__EXERCISE__.
The answer must be an exact printing of every record below, with the pictures omitted.

__LISTED ENTRIES__.

-- -- --

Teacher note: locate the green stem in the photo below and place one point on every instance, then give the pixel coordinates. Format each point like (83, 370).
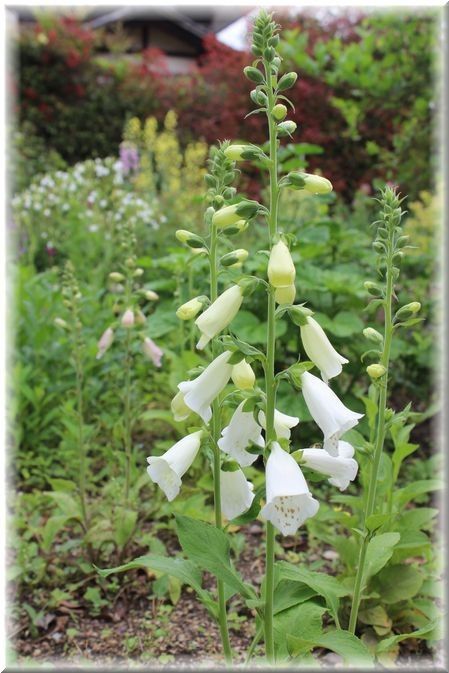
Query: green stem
(380, 439)
(215, 429)
(269, 372)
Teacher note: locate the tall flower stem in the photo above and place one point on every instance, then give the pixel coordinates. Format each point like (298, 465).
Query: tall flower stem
(269, 370)
(215, 429)
(380, 435)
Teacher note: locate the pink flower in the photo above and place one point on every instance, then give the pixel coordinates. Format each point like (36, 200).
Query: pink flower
(152, 351)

-- -- --

__EXERCISE SOLUTION__.
Teacher note: locate the green stem in the photo below and place one point on every instance, then give the pixel coordinates. Format each point like (83, 370).
Query: green stem
(380, 439)
(215, 429)
(269, 372)
Teacher note: locate the tall flower stem in the photo above and place one point on every instance, then give the pixel coordinates. Format each point like (298, 465).
Query: tall flower stem
(269, 370)
(215, 429)
(380, 435)
Teacher note: locate the pink flower in the photo above and place one point on every instance, then give the pixel coordinates. Format each point like (36, 200).
Query: pink flower
(152, 351)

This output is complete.